What is required =
Copy out every line of the listing below, word for word, without adding or dropping anything.

Exercise materials =
+ + + +

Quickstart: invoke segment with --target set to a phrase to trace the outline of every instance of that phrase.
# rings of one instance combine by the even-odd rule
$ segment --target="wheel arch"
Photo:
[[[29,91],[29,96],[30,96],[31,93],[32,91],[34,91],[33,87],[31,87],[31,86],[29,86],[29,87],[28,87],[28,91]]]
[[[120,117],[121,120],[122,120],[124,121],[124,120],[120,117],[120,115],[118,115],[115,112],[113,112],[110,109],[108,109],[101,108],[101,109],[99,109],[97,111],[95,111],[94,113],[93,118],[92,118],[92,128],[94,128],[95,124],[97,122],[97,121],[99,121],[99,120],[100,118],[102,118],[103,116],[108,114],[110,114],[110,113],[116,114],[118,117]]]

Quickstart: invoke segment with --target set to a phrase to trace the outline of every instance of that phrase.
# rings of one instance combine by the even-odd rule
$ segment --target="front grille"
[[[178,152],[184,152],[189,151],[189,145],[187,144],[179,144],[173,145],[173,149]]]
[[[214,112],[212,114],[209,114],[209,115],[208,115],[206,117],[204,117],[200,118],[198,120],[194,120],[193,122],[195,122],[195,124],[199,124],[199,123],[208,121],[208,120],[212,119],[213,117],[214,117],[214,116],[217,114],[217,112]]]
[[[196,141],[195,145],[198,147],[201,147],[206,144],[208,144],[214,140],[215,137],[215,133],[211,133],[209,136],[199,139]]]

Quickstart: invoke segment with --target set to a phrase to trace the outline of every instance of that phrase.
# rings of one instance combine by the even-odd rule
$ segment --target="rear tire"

+ + + +

Full answer =
Quickstart: invoke segment with --target set to a phrase to trace the outline of every instance of that phrase.
# rings of one instance combine by the even-odd rule
$ segment --target="wheel arch"
Photo:
[[[29,91],[29,96],[30,96],[31,93],[32,91],[34,91],[33,87],[31,87],[31,86],[29,86],[29,87],[28,87],[28,91]]]
[[[120,117],[121,120],[122,120],[124,121],[124,120],[120,117],[120,115],[118,115],[115,112],[113,112],[110,109],[108,109],[101,108],[101,109],[99,109],[97,111],[95,111],[94,113],[93,118],[92,118],[92,128],[94,128],[95,124],[97,122],[97,121],[99,121],[99,120],[100,118],[102,118],[103,116],[108,114],[110,114],[110,113],[116,114],[118,117]]]

Quickstart: invoke segment with --target set to a phrase to trace the outline of every instance of that phrase.
# rings of one instance combine by the even-odd rule
$ segment --target="front grille"
[[[178,152],[184,152],[189,151],[189,145],[187,144],[179,144],[173,145],[173,149]]]
[[[214,112],[212,114],[209,114],[209,115],[208,115],[206,117],[204,117],[200,118],[198,120],[194,120],[193,122],[195,122],[195,124],[199,124],[199,123],[208,121],[208,120],[212,119],[213,117],[214,117],[214,116],[217,114],[217,112]]]
[[[196,141],[195,145],[198,147],[201,147],[206,144],[208,144],[214,140],[215,137],[215,133],[211,133],[209,136],[199,139]]]

Quickstart: invoke segment with --target set to a phrase to trace the outline of every instance of that phrase.
# rings of one instance combine by the even-odd rule
$ segment --target="rear tire"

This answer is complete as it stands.